Texte fourni →
#####
Le boom des « pros » en vélo cargo
Qu’ils soient artisans, commerçants, commerciaux ou livreurs, ces professionnels ont tous un défi commun : réinventer leurs déplacements pour pouvoir, demain, continuer à accéder aux centres-villes dont l’entrée va être largement réglementée avec la mise en place des zones à faibles émissions (ZFE). Et si le vélo cargo était LA solution ?
De plus en plus soucieux de l’impact écologique de leur activité et face aux nouvelles réglementations nationales ou locales, les professionnels sont nombreux à repenser leur façon de se déplacer. Dans un contexte sanitaire qui a également changé la donne en termes de mobilité, les chiffres sont éloquents : encore inexistant en 2015, le marché du vélo cargo comptait 3 000 unités en 2019 et plus de 11 000 en 2020. Toutefois, ce « boom » n’est rien par rapport à d’autres pays comme l’Allemagne où 100 000 modèles se sont vendus l’an dernier. Un résultat qui présage bien du potentiel de ce mode de déplacement dans notre pays. Mais quand on parle de vélo cargo, de quoi parle-t-on exactement ? « C’est un produit qui permet de transporter de la charge, que ce soit du matériel, des objets ou même des enfants, à partir d’un vélo standard transformé, explique Renaud Colin, fondateur et CTO du fabricant AddBike. La gamme est large et s’adapte en fonction de l’usage avec du bi-porteur, du long-tail, du tri-porteur mais aussi du quatre-roues. En France, le vélo rallongé (long-tail) se développe le plus car sa prise en main est proche d’un vélo classique », précise-t-il. Pratique pour éviter les bouchons, écologique et silencieux, facile à garer, moins onéreux qu’un véhicule et objet-étendard pour assurer sa promotion… voilà autant d’atouts qui séduisent les professionnels de nos jours.
#####
Tâche courte 1 → Dans le texte sur le vélo cargo, relevez, s'il vous plaît, tous les types de modèles cités pour la gamme.
Tâche courte 2 → Donnez la suite du texte sur le vélo cargo, à partir de sa dernière phrase.
Les lignes qui suivent proviennent d'une autre source.

(Un bloc de données)
#####
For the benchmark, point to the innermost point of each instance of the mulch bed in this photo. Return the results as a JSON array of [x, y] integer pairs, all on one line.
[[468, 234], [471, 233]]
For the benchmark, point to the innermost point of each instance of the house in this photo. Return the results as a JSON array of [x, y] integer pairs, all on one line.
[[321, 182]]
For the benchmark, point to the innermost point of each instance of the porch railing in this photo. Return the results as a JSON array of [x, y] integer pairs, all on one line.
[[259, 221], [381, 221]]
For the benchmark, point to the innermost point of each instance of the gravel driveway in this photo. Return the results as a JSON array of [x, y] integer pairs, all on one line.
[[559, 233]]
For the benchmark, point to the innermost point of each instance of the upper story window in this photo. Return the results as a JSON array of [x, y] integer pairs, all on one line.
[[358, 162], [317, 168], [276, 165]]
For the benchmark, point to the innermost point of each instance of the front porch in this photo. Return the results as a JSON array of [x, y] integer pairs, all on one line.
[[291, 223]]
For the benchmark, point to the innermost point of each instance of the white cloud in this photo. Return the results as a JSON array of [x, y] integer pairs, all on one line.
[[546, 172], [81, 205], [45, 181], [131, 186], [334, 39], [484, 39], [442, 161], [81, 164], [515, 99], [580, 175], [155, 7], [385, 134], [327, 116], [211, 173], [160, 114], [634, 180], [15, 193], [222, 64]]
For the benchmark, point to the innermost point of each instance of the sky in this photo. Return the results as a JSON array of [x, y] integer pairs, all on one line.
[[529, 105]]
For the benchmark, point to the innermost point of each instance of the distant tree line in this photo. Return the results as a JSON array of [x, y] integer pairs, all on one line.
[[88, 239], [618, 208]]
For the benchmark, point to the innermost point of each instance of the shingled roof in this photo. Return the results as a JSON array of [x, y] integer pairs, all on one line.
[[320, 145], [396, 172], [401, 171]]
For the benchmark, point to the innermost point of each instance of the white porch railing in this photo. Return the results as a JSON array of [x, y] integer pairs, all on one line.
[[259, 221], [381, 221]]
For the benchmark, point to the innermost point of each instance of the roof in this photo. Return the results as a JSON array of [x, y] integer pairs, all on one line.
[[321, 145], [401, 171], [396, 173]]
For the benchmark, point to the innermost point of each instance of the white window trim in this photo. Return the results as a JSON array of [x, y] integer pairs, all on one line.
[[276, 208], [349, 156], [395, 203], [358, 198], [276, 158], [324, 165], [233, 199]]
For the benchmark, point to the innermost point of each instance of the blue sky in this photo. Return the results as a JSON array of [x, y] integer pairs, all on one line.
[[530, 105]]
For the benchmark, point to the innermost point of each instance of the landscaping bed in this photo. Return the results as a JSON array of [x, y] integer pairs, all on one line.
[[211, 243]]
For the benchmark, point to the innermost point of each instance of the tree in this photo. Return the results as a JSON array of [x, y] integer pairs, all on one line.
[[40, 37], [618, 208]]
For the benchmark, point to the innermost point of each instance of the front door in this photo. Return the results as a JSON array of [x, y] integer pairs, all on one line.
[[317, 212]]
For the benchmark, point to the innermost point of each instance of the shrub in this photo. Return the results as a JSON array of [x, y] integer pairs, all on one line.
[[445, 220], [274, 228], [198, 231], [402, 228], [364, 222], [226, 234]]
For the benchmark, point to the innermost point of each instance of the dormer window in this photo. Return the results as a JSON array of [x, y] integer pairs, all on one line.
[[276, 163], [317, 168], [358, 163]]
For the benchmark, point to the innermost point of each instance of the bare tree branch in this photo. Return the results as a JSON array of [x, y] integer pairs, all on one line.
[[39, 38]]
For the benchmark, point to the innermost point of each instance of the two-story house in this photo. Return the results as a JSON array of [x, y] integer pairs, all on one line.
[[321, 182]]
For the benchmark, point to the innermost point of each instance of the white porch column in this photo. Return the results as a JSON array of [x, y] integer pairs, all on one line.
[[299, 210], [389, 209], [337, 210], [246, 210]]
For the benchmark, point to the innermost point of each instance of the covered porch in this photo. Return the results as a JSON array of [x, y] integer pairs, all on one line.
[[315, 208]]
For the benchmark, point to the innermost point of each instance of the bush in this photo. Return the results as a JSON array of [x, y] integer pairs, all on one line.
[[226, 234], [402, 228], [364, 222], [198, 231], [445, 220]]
#####
Résultat final 1 → Le bi-porteur, le long-tail, le tri-porteur et le quatre-roues.

Résultat final 2 →
Une révolution culturelle de l’artisanat
Bien que davantage présent dans nos villes, les vélos cargos étonnent encore par leur présence. Pourtant, ils ne datent pas d’hier. Le triporteur remonte au début du XXe siècle jusqu’aux années 1950, quand le tout-voiture a évincé la bicyclette. « Aujourd’hui, la demande est importante de la part des commerçants et des artisans, qui vivent une révolution culturelle dans leurs métiers, note Charles Poretz, fondateur du spécialiste du vélo de fonction Cyclez. Selon leur zone de chalandise, ils se rendent compte qu’ils n’ont pas forcément besoin d’un utilitaire mais qu’ils peuvent fonctionner exactement de la même façon en vélo cargo. » Le dirigeant en est lui-même convaincu puisqu’il a équipé ses mécaniciens de bi-porteurs pour leurs tournées. L’achat d’une remorque, transportant jusqu’à trois vélos, a été financé pour les livraisons. « C’est beaucoup plus économique et l’entreprise renvoie une meilleure image de par son engagement éco-responsable », souligne-t-il. C’est aussi le choix fait par ZePlombier. Cette société nantaise, créée en 2010 de la volonté de développer une solution durable pour continuer à servir ses clients du centre-ville, regroupe à ce jour une flotte de sept vélos cargo d’une capacité de 300 à 1 000 litres. « Il n’y a aucune différence entre nous et un plombier traditionnel en camion, explique Sonia Boury, co-gérante de l’entreprise et vice-présidente de l’association Les Boîtes à Vélo. Nous ne disons pas qu’il ne faut pas d’utilitaire mais il faut se poser la question de la multi-modalité pour mettre à disposition des salariés les bons outils. Beaucoup de fabricants français se sont lancés sur ce marché ces dernières années et c’est un vrai atout. Les nouvelles technologies permettent de charger de plus gros volumes, d’aller plus loin, plus longtemps et en toute sécurité. »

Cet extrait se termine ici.